==== EXERCISE MATERIAL

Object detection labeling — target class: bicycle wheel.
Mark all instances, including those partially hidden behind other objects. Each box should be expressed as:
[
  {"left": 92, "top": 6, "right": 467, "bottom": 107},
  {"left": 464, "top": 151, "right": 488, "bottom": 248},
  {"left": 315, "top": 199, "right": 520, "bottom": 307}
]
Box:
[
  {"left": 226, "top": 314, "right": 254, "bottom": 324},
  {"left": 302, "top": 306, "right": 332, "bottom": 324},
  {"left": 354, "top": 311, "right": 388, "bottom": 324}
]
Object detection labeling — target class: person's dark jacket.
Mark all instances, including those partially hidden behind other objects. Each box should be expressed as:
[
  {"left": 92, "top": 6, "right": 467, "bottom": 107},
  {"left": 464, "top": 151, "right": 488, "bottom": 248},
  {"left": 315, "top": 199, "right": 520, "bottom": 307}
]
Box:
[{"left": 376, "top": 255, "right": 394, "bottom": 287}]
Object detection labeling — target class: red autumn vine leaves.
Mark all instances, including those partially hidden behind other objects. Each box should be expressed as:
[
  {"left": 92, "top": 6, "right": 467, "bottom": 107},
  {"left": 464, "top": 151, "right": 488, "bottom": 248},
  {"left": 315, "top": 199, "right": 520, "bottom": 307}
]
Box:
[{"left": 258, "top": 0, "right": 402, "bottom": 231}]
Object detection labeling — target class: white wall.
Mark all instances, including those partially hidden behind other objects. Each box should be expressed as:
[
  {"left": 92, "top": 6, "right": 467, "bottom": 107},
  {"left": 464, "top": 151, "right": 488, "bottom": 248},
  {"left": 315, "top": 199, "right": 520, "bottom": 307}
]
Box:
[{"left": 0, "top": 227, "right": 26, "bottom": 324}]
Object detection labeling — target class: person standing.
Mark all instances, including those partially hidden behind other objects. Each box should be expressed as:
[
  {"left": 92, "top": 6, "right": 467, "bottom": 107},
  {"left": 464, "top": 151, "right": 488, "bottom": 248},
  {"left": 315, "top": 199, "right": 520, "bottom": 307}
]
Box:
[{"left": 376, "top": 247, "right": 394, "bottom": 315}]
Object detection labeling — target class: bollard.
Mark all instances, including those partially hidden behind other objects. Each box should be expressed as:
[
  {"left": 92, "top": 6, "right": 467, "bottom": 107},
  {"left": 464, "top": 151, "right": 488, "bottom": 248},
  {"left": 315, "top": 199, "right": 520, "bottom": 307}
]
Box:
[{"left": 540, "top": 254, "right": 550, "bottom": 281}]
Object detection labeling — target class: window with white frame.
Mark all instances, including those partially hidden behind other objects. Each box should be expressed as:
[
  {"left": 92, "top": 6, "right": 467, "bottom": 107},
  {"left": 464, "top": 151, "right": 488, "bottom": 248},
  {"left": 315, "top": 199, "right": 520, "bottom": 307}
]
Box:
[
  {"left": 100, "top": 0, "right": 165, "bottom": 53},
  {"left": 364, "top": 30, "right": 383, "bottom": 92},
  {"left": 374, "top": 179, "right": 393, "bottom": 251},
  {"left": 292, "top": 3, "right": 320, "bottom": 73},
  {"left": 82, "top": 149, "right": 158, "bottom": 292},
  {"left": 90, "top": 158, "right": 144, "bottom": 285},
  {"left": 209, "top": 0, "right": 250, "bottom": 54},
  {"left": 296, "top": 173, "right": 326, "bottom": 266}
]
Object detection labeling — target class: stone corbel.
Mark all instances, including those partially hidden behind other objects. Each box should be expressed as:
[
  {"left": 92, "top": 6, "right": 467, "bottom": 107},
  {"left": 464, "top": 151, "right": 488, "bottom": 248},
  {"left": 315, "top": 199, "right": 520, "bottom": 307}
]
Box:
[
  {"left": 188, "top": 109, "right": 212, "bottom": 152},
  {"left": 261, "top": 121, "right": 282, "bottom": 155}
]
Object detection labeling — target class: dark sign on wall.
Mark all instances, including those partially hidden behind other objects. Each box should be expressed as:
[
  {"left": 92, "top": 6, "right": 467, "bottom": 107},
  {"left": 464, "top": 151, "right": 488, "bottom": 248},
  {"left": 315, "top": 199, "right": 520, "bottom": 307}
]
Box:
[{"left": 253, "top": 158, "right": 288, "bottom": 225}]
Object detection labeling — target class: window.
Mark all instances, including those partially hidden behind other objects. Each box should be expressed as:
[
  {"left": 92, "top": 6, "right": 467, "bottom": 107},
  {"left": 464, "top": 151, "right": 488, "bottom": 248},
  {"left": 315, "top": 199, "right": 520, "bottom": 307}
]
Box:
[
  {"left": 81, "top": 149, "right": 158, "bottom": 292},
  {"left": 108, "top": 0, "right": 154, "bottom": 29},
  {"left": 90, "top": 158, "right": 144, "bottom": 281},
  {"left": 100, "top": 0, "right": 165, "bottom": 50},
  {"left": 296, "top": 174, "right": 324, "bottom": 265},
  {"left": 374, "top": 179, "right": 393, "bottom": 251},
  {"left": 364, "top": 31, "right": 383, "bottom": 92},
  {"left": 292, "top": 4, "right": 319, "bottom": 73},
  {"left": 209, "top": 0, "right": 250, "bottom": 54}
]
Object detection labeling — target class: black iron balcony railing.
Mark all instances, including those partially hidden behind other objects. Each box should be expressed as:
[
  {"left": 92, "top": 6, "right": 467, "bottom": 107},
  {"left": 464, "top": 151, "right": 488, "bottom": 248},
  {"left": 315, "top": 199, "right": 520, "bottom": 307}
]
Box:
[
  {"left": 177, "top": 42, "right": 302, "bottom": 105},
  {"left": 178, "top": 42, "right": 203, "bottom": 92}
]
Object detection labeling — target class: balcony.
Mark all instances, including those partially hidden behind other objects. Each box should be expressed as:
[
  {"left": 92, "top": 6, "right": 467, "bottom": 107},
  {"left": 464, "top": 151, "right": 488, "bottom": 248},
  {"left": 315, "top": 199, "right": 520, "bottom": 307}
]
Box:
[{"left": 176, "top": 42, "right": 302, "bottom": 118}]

========

#### TO DO:
Pull out each line of the material above that contains the string "dark", with case counting.

#### CORRECT RESPONSE:
Object detection labeling — target class: person's dark jacket.
Object detection labeling — target class: dark sign on wall.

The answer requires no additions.